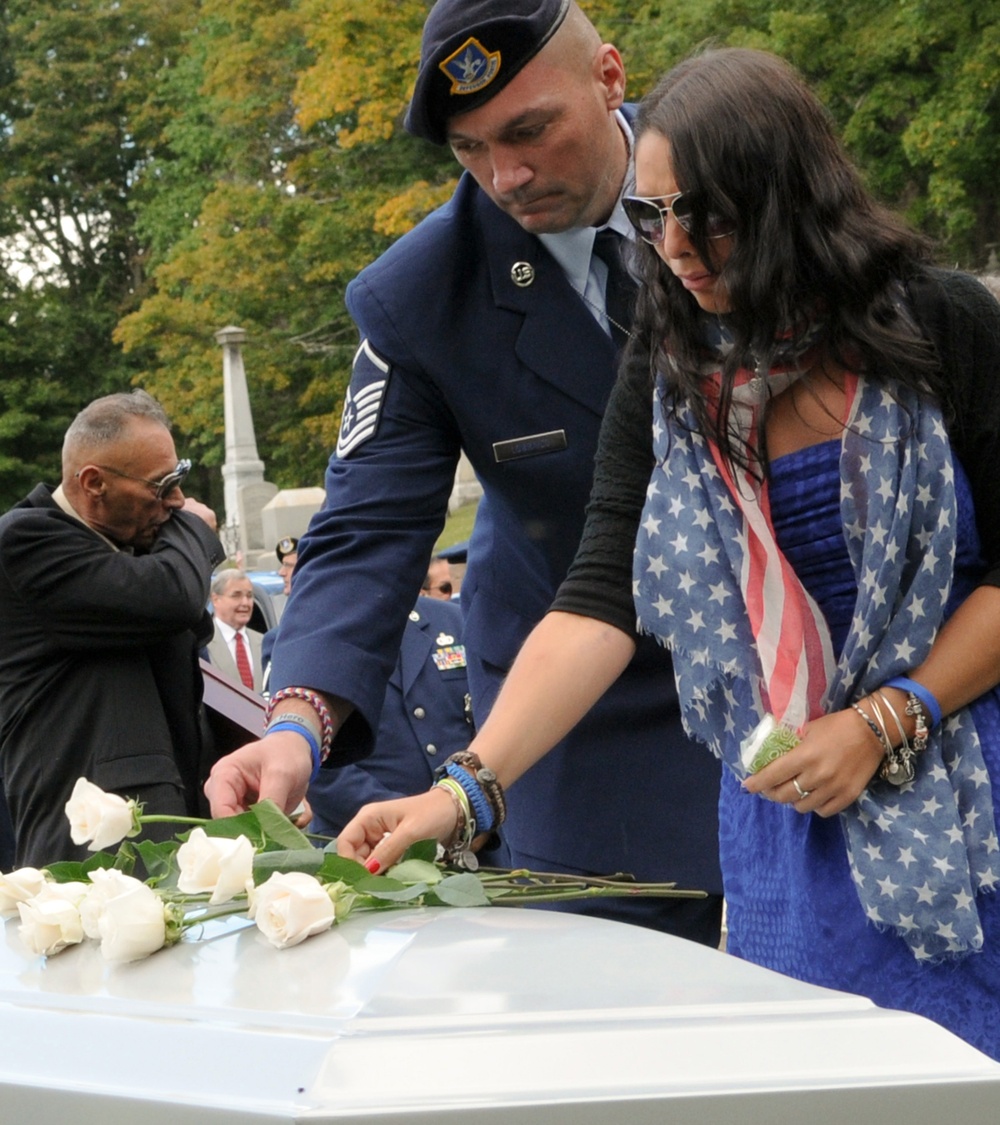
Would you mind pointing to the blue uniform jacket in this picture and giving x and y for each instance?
(423, 720)
(457, 354)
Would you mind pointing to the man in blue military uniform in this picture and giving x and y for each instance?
(424, 719)
(488, 329)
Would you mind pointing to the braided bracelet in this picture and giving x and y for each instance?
(488, 782)
(316, 703)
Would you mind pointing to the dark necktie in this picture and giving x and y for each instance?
(620, 293)
(243, 662)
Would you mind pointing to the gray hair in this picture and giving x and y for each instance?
(221, 582)
(105, 420)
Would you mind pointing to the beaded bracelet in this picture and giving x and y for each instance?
(316, 703)
(931, 708)
(459, 847)
(488, 782)
(475, 793)
(870, 722)
(898, 767)
(917, 712)
(300, 728)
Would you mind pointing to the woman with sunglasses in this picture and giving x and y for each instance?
(794, 492)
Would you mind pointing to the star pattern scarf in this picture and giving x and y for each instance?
(746, 638)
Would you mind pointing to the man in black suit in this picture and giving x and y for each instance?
(104, 583)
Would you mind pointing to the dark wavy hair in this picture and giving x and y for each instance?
(749, 141)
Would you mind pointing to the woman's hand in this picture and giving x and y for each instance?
(832, 765)
(380, 834)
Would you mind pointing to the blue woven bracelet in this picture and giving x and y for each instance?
(930, 704)
(307, 735)
(474, 791)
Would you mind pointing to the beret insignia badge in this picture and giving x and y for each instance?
(471, 68)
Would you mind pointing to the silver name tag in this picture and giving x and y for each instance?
(530, 446)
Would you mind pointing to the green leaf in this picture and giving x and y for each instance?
(464, 890)
(423, 849)
(245, 824)
(160, 860)
(416, 871)
(278, 828)
(266, 863)
(389, 890)
(70, 872)
(335, 869)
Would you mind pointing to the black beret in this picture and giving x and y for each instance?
(470, 50)
(286, 546)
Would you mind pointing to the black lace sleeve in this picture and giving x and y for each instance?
(600, 582)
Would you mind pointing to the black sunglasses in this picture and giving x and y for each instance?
(649, 217)
(162, 487)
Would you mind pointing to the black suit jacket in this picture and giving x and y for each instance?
(98, 666)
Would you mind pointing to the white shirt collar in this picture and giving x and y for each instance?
(574, 249)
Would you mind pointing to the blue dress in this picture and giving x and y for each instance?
(790, 897)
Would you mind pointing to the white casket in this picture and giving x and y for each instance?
(440, 1015)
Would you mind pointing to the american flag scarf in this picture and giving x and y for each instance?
(746, 639)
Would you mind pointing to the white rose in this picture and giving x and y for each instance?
(214, 864)
(97, 818)
(18, 887)
(133, 924)
(51, 919)
(288, 908)
(106, 884)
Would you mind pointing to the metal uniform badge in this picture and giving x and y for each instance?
(522, 275)
(470, 68)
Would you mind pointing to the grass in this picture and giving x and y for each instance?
(459, 525)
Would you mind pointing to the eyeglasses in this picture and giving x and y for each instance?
(649, 217)
(162, 487)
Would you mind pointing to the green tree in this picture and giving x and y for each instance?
(72, 75)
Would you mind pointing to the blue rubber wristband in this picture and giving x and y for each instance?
(930, 704)
(474, 791)
(307, 735)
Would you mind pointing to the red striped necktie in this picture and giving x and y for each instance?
(243, 660)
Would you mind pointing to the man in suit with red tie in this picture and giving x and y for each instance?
(234, 649)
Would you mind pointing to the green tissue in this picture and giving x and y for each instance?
(768, 740)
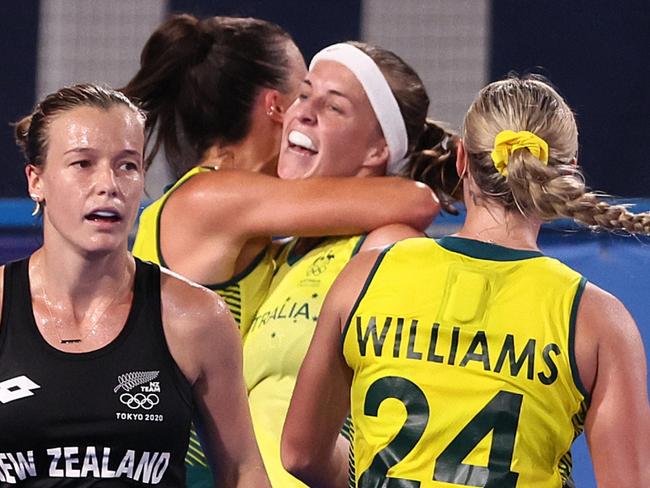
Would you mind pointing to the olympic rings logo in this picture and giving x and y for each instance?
(140, 400)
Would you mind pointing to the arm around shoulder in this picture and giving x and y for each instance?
(205, 342)
(612, 363)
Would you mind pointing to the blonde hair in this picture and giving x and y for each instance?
(544, 191)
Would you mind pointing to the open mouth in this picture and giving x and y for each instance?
(103, 216)
(301, 143)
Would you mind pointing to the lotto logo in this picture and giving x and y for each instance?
(16, 388)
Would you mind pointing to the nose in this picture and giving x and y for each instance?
(105, 182)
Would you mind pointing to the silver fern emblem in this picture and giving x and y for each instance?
(128, 381)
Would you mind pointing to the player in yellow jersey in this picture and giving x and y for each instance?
(216, 91)
(475, 360)
(360, 112)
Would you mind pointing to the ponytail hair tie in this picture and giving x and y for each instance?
(506, 142)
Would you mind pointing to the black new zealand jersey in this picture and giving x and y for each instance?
(117, 416)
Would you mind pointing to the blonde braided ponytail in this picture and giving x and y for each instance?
(545, 189)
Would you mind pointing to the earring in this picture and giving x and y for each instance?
(37, 206)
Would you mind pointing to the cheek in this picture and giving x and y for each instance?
(132, 187)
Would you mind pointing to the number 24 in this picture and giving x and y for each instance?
(501, 414)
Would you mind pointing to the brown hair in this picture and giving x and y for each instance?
(544, 191)
(198, 80)
(31, 132)
(431, 148)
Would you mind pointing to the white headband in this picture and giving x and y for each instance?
(379, 94)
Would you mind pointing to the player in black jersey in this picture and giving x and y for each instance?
(104, 359)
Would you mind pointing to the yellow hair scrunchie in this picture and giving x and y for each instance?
(507, 141)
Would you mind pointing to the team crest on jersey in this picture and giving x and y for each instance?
(319, 266)
(16, 388)
(139, 392)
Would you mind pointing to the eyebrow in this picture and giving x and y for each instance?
(329, 92)
(131, 152)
· · · · ·
▶ **INSTRUCTIONS FOR THE TASK**: Could you set down the material above word for word while dropping its pictures?

▶ **COMPLETED TASK**:
Would you mind pointing to the blue uniform jacket in this picture and giving x and y for each instance?
(423, 720)
(457, 354)
Would you mind pointing to the man in blue military uniform in this picture and giving x and y for each instance?
(424, 719)
(488, 329)
Would you mind pointing to the braided bracelet in this picture and giving x and y for each instance?
(488, 782)
(316, 703)
Would you mind pointing to the dark necktie in this picture and giving x and y for each instance?
(620, 293)
(243, 662)
Would you mind pointing to the gray hair in this picture and giving x and y for each instance?
(221, 582)
(105, 420)
Would you mind pointing to the beaded bracelet in this picture and giving x and y for each instance?
(316, 703)
(931, 708)
(459, 847)
(488, 782)
(475, 793)
(870, 722)
(898, 767)
(917, 712)
(300, 728)
Would you mind pointing to the woman with sunglasses in this picture and giving x and y for each instance?
(794, 492)
Would you mind pointing to the star pattern scarf in this picture and giving x and y for each instance?
(746, 638)
Would you mind pointing to the man in black suit in this picture and giving x and y for each instance?
(104, 583)
Would you mind pointing to the dark wavy hair in this picture and giving x and y for each instance?
(749, 141)
Would you mind pointing to the woman's hand in this picture and giving x and y for each instance?
(832, 765)
(380, 834)
Would you mind pointing to the blue woven bracelet in this picture and giving x and y for each instance?
(930, 704)
(307, 735)
(474, 791)
Would you mind pointing to the beret insignia badge in this picture and giving x and y for each instance?
(471, 68)
Would you mind pointing to the silver name tag in this picture and giving x and y for each instance?
(530, 446)
Would you mind pointing to the green leaf in this picture and giving x and y for each instance?
(464, 890)
(423, 849)
(245, 824)
(160, 860)
(416, 871)
(278, 828)
(266, 863)
(389, 890)
(70, 872)
(335, 869)
Would you mind pointing to the black beret in this picture and giving x and y for each instance?
(470, 50)
(286, 546)
Would you mind pointing to the black lace sleeve in this picture and giving x and y for each instance?
(600, 582)
Would you mind pointing to the black sunglasses in this picture and giving x and y for each instance?
(649, 217)
(162, 487)
Would you mind pointing to the black suit jacket in this picture and giving x and y for each instance?
(98, 666)
Would you mind pointing to the white shirt collar in this picture and giving x and y for each instance?
(574, 249)
Would you mind pointing to the blue dress in this picture and giving x and y for each instance?
(790, 897)
Would you mind pointing to the white casket in this picture and giving x and y for each instance?
(440, 1015)
Would you mind pointing to the american flag scarf in this picture and giving x and y for each instance?
(746, 639)
Would you mind pointing to the white rose in this picture and giving x and y for each instance?
(214, 864)
(97, 818)
(18, 887)
(133, 924)
(51, 919)
(288, 908)
(106, 884)
Would you mind pointing to the metal uniform badge in this picture and giving x and y for each instance?
(522, 275)
(470, 68)
Would you mind pointing to the grass in this picture and giving x and y for each instance?
(459, 525)
Would you mind pointing to the eyeglasses in this picture and giving x and y for each instance?
(649, 217)
(162, 487)
Would you mind pointing to the green tree in this picture and giving x and y for each instance?
(72, 75)
Would you mind pointing to the blue rubber wristband in this picture and giving x and y for each instance?
(930, 704)
(474, 791)
(307, 735)
Would you mind pointing to the red striped necktie in this picture and giving x and y for each instance?
(243, 660)
Would you mind pointing to the man in suit with red tie in this picture and giving x and y for each instance?
(234, 649)
Would you mind pointing to the green tissue in this picture and giving x and y for each instance?
(768, 740)
Would you mind pointing to the olympic rings logo in this picture and giving x and y for each instance?
(140, 400)
Would you mind pointing to the arm around shoulder in this picture and giving x and y for each instance?
(205, 342)
(612, 363)
Would you mind pointing to the blonde hair in this picture and giving x and y for each instance?
(544, 191)
Would you mind pointing to the open mouth in this picture and giving x and y for each instance?
(103, 216)
(301, 143)
Would you mind pointing to the lotto logo in this picture and giving x and y for each instance?
(16, 388)
Would you mind pointing to the nose in this picture and giving x and y for each instance?
(105, 182)
Would you mind pointing to the silver fern emblem in this picture and giving x and y for each instance?
(128, 381)
Would you mind pointing to the player in yellow jersey in this picture and giving x and y for each instance?
(216, 91)
(475, 360)
(360, 112)
Would you mind pointing to the ponytail hair tie in this picture and giving x and y for each instance?
(506, 142)
Would you mind pointing to the black new zealand jersey in this picture and giving x and y for each instance?
(117, 416)
Would you mind pointing to the blonde braided ponytail in this picture and giving x and y for each instance?
(545, 189)
Would you mind pointing to the earring in this picture and giving x and y for each instance?
(37, 206)
Would you mind pointing to the cheek in this picture and giving x and y for each instance?
(132, 187)
Would you mind pointing to the number 24 in this picture and giving x and y for each instance?
(501, 414)
Would you mind pointing to the brown hair in this picture and giving x and y for each instance?
(544, 191)
(198, 80)
(31, 132)
(431, 148)
Would you mind pointing to the white headband in this picture and giving x and y for each instance?
(379, 94)
Would you mind pointing to the player in black jersey in this picture and giving x and y for each instance?
(104, 359)
Would you mind pointing to the yellow hair scrunchie in this picture and giving x and y for each instance?
(507, 141)
Would you mind pointing to the team crest on jersey in this picture and giving x and y for each instance?
(319, 266)
(16, 388)
(139, 392)
Would you mind pointing to the eyebrow in this picture and giving x and y for each instance?
(329, 92)
(131, 152)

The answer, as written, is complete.